● **TO DO**
Return every line of the entries below that contains the word "woman", treating uppercase and lowercase as different.
----- INFORMATION GIVEN
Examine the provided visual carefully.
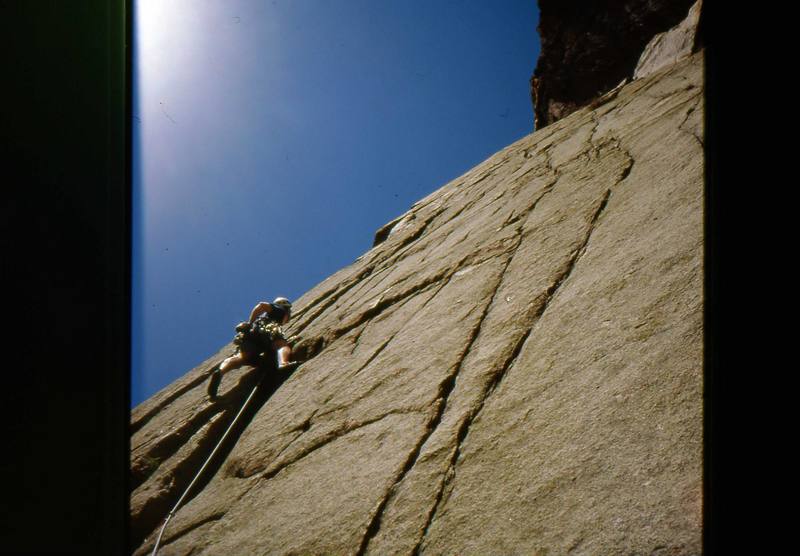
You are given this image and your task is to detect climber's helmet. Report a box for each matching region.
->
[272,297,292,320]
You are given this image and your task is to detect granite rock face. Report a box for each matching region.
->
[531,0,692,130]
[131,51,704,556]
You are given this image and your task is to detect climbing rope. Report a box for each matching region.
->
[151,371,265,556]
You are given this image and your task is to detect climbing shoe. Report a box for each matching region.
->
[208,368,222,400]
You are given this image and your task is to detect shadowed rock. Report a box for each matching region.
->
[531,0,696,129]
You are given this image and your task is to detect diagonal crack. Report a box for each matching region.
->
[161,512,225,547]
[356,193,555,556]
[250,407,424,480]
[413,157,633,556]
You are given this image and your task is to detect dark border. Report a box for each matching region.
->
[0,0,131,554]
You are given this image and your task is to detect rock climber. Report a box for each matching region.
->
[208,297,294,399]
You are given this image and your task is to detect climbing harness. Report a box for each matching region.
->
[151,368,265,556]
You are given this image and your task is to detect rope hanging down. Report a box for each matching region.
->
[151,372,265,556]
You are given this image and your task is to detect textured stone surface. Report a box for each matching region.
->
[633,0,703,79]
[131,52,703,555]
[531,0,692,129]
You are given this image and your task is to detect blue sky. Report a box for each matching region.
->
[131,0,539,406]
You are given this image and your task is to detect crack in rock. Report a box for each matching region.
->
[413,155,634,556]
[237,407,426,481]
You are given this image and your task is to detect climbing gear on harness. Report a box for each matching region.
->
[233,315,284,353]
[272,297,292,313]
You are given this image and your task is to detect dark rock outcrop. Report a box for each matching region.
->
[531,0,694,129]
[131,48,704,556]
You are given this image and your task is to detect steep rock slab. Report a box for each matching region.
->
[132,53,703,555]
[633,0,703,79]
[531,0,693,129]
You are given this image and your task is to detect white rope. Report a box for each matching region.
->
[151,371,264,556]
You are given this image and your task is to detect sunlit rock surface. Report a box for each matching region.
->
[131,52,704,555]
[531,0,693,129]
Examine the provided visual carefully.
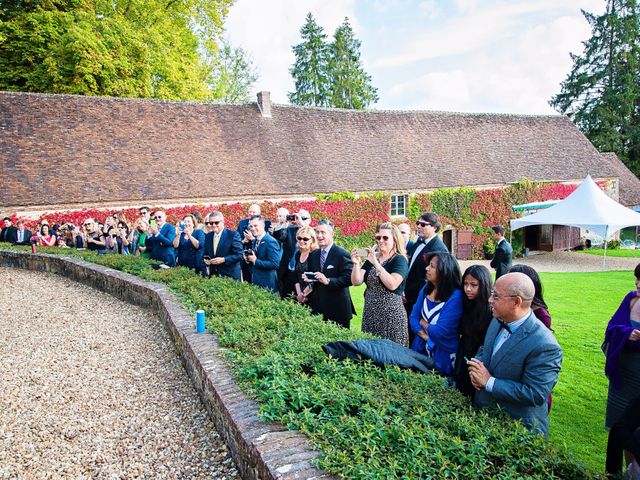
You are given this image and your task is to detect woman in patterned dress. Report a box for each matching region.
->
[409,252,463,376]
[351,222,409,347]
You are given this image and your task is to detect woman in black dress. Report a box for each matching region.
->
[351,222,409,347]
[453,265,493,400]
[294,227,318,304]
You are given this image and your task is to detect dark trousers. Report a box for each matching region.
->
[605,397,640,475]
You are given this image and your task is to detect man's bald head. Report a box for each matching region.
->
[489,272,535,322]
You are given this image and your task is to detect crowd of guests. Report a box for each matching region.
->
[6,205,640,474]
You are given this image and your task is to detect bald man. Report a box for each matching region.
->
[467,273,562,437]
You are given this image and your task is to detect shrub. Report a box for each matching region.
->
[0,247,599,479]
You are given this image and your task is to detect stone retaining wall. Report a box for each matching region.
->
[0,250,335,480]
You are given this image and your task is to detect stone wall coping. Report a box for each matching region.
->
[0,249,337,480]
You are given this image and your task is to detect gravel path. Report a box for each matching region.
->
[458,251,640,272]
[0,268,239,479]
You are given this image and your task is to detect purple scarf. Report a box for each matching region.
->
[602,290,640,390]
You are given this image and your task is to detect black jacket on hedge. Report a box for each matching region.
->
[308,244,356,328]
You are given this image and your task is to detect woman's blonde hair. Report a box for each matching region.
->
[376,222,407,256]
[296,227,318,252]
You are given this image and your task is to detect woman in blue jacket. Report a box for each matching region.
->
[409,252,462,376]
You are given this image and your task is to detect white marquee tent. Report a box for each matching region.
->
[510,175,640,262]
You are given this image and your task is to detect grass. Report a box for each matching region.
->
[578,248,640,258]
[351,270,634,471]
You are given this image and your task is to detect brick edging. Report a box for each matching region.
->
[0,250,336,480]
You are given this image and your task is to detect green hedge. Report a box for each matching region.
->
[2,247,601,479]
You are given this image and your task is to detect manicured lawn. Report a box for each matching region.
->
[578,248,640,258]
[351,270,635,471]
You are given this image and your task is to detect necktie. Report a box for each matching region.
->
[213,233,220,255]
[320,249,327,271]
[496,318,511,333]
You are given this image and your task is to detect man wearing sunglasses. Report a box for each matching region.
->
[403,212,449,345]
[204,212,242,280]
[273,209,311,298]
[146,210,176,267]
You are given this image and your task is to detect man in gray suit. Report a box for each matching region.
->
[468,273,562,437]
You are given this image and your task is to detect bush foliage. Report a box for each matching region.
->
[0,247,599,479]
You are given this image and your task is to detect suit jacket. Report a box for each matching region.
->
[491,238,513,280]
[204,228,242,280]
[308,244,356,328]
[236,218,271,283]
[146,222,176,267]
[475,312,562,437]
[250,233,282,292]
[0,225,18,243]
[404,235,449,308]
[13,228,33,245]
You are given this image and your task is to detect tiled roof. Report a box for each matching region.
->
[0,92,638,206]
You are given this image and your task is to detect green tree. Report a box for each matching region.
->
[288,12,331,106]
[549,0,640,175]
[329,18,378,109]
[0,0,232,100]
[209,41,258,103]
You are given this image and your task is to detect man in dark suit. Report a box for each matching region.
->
----------
● **EXERCISE RESPONSE**
You are given this image and your task is to detect woman in patterned dress. Report a box for each matching region.
You are given this image and your task is to detect woman in black dress. Report a box for each matching region.
You are given this image and your task is to detect woman's blonde hair. Report a box for each matching region.
You are given this image and your task is to detect woman in blue jacket. Report a box for each matching region.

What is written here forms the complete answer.